Directions
Select every line in the rows below that contains the word "black", and copy each one in full.
-- START Data provided --
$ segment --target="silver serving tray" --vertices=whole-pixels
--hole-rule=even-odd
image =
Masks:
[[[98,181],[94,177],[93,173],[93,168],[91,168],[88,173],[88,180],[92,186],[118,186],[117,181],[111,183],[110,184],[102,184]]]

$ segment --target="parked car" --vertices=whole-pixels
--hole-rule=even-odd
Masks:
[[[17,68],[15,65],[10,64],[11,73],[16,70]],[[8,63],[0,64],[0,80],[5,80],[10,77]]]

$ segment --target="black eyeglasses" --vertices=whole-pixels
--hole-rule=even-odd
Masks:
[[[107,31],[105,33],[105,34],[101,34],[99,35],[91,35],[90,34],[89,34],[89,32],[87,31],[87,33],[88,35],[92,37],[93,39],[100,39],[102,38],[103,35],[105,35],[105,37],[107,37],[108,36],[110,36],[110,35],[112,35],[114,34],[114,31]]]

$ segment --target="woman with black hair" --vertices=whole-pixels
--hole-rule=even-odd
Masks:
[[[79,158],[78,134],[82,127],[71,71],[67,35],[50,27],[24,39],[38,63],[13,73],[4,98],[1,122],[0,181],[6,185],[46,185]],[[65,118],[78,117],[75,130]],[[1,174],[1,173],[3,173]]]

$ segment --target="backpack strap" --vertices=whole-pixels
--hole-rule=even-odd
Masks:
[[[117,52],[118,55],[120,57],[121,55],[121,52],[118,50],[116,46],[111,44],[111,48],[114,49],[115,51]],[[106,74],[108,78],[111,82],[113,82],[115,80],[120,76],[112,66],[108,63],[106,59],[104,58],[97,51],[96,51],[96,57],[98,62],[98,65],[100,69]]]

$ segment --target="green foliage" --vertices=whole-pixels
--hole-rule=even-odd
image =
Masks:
-- END Data provided --
-- START Data provided --
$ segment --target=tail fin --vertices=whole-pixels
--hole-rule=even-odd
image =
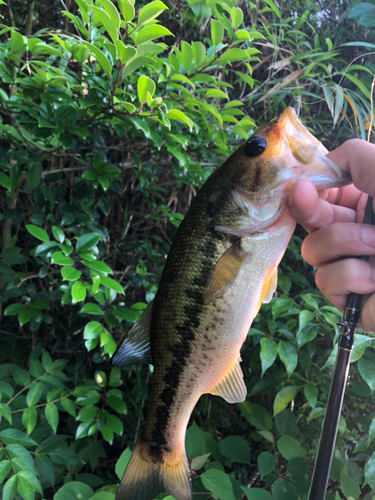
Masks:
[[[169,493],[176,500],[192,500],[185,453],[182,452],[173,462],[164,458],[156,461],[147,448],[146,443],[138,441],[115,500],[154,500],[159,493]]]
-- END Data provided --
-- START Data provided --
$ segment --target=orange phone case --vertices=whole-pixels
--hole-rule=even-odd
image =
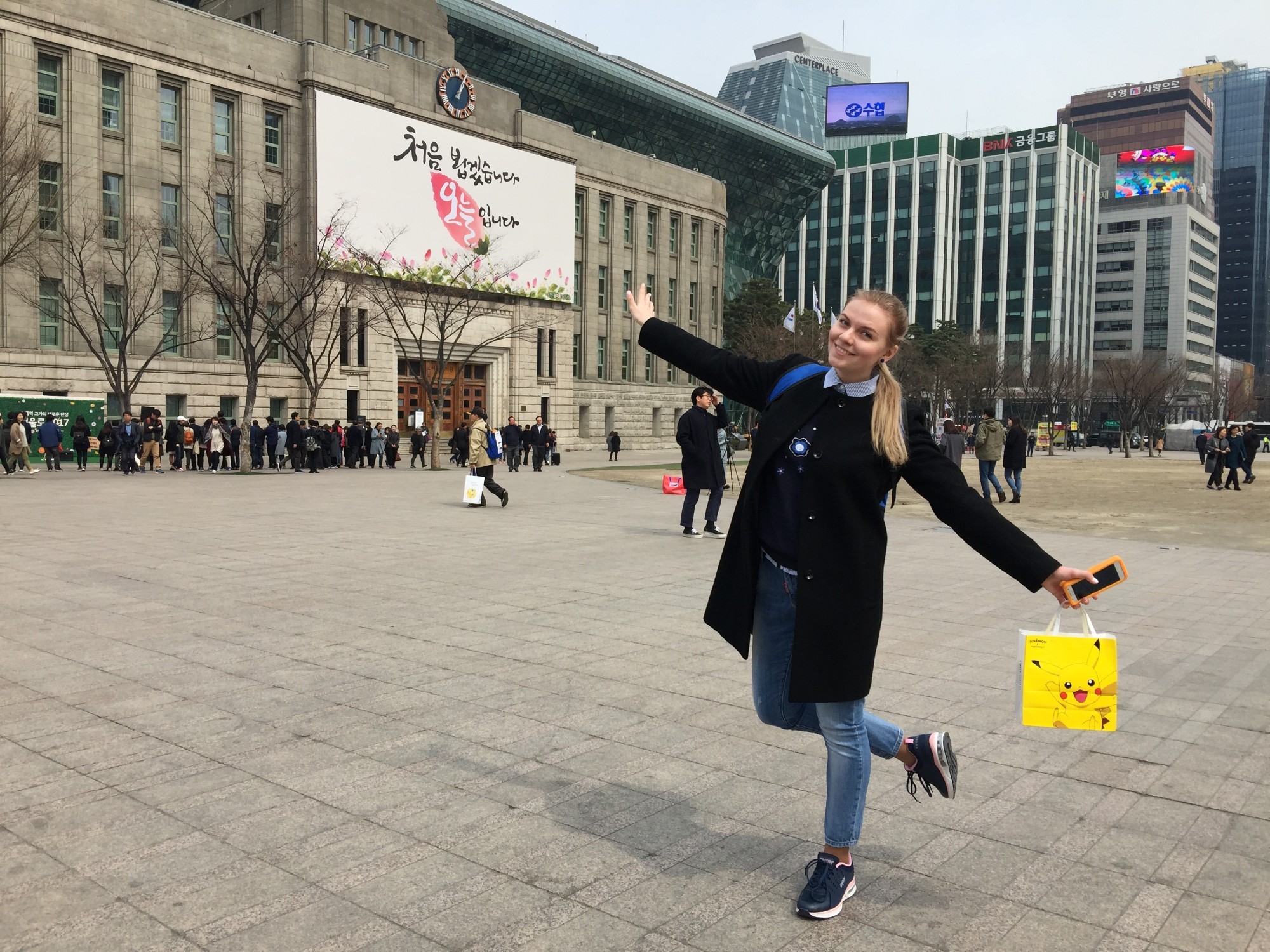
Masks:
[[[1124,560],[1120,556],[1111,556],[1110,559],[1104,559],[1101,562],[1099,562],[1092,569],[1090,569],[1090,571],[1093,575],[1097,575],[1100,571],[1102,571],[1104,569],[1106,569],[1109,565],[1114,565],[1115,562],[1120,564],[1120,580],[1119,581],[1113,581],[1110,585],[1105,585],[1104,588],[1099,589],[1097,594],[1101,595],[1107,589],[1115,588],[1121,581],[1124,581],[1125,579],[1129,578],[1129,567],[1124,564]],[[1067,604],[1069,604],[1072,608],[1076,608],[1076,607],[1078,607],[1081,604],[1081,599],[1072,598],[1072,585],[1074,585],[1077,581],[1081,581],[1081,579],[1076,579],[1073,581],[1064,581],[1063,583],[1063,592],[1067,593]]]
-- END Data provided --
Completed exercise
$ segment --target="black eyeglasses" --vertices=whole-pixels
$ segment --target="woman with black hair" --vertices=whole-pixels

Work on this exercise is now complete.